EXERCISE TASK:
Write out every line of the entries below again, switching each "drawn in this form" to "written like this" and leaving everything else unchanged.

Records from a dataset:
***

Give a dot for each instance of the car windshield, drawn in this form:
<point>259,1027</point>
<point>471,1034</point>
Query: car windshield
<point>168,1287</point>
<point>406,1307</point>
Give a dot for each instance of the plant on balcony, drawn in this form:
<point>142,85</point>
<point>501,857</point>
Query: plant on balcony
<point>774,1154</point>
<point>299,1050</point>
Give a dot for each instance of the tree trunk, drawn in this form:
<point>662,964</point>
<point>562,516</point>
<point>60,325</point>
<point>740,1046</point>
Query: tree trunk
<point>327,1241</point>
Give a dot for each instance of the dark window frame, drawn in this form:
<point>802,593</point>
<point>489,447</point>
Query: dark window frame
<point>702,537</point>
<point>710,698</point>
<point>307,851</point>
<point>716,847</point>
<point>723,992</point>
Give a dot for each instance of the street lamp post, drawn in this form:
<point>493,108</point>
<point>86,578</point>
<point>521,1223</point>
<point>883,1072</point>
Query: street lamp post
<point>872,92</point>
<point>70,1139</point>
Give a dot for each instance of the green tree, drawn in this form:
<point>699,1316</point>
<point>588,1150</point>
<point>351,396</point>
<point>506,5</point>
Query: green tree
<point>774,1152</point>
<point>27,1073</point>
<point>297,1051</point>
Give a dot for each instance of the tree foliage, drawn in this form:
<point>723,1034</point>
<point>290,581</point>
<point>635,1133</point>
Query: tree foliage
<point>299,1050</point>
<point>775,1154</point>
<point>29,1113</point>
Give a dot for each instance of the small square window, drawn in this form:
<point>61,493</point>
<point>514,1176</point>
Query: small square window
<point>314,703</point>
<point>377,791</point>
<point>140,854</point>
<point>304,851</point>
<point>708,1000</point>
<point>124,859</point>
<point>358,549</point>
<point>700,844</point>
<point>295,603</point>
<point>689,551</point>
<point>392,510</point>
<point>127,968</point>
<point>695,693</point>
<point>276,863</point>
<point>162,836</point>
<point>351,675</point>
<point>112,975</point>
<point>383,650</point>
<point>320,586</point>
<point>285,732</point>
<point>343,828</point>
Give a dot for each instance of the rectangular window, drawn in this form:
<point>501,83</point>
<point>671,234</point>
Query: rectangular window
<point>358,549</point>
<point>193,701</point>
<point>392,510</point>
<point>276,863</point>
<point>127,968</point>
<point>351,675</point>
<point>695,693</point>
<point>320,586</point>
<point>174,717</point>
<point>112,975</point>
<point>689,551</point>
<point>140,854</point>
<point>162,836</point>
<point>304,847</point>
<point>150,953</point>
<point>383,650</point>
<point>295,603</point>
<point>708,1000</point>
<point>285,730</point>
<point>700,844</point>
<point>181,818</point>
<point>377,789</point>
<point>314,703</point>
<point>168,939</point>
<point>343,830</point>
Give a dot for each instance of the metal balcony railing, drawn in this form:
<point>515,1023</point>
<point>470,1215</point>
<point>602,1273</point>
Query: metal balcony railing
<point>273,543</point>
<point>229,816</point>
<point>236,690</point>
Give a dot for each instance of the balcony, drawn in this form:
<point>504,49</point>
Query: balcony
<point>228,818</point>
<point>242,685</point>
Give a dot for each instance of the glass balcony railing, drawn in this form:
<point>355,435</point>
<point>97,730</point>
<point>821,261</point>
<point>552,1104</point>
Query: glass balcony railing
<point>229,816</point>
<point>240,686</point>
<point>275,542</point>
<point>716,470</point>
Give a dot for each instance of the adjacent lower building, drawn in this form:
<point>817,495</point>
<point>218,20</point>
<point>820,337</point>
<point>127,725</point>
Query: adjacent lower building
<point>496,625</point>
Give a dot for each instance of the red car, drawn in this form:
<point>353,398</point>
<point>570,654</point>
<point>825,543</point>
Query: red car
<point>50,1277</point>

***

THE OUTPUT:
Give a dot for each instance of the car windshield, written like this:
<point>259,1027</point>
<point>471,1034</point>
Query: car windshield
<point>168,1287</point>
<point>406,1307</point>
Give a dot for each instance of the plant on balcony, written like this:
<point>142,85</point>
<point>501,857</point>
Query: plant on balcony
<point>774,1154</point>
<point>299,1050</point>
Give a dot for each instance of the tree trunk, written like this:
<point>662,964</point>
<point>562,516</point>
<point>60,325</point>
<point>740,1046</point>
Query: tree trunk
<point>327,1241</point>
Give a dot for each instance of the dark window frame, written like this:
<point>802,593</point>
<point>489,447</point>
Query: dark window frame
<point>702,537</point>
<point>710,698</point>
<point>307,851</point>
<point>716,847</point>
<point>723,992</point>
Give a dot for each instance of the street lamp post, written like this:
<point>493,108</point>
<point>86,578</point>
<point>521,1223</point>
<point>883,1072</point>
Query: street lamp post
<point>872,92</point>
<point>70,1139</point>
Give a dot for each instance of the green tree, written like this:
<point>699,1316</point>
<point>588,1150</point>
<point>351,396</point>
<point>506,5</point>
Query: green tree
<point>774,1152</point>
<point>27,1073</point>
<point>297,1051</point>
Give a dot for each instance of the tree foliage, written like this:
<point>723,1034</point>
<point>290,581</point>
<point>635,1133</point>
Query: tree foliage
<point>299,1050</point>
<point>775,1154</point>
<point>29,1113</point>
Give a dot for each instance of the small square window, written like this:
<point>61,493</point>
<point>514,1176</point>
Query: small square window
<point>314,703</point>
<point>377,791</point>
<point>140,854</point>
<point>304,851</point>
<point>708,1000</point>
<point>124,859</point>
<point>358,549</point>
<point>700,844</point>
<point>295,603</point>
<point>689,551</point>
<point>392,510</point>
<point>127,968</point>
<point>695,693</point>
<point>276,863</point>
<point>162,836</point>
<point>351,675</point>
<point>112,975</point>
<point>383,650</point>
<point>320,586</point>
<point>285,732</point>
<point>343,828</point>
Give a dot for each instance of the rectangular window, written like this:
<point>501,83</point>
<point>671,234</point>
Query: rectangular window
<point>358,549</point>
<point>193,701</point>
<point>392,510</point>
<point>276,863</point>
<point>127,968</point>
<point>351,675</point>
<point>695,693</point>
<point>320,586</point>
<point>174,717</point>
<point>112,975</point>
<point>689,551</point>
<point>140,854</point>
<point>162,836</point>
<point>304,847</point>
<point>150,953</point>
<point>383,650</point>
<point>295,603</point>
<point>708,1000</point>
<point>285,730</point>
<point>700,844</point>
<point>181,818</point>
<point>377,789</point>
<point>314,703</point>
<point>168,939</point>
<point>343,830</point>
Give a dot for each instance of the metal balcony railing, written like this:
<point>515,1023</point>
<point>470,1215</point>
<point>602,1273</point>
Query: metal balcony railing
<point>273,543</point>
<point>229,816</point>
<point>236,690</point>
Give a dot for each instance of the balcony, written like this:
<point>504,49</point>
Query: balcony
<point>228,818</point>
<point>242,685</point>
Give a dot for each instance of the glass balcony railing, written like this:
<point>355,435</point>
<point>97,730</point>
<point>821,261</point>
<point>552,1104</point>
Query: glass balcony railing
<point>229,816</point>
<point>240,686</point>
<point>275,542</point>
<point>716,470</point>
Give a dot for each instance of the adjacent lower building, written like this:
<point>817,495</point>
<point>218,20</point>
<point>820,337</point>
<point>127,725</point>
Query: adjacent lower building
<point>496,625</point>
Give a dot for each instance of the red car, written like this:
<point>353,398</point>
<point>570,654</point>
<point>825,543</point>
Query: red car
<point>50,1277</point>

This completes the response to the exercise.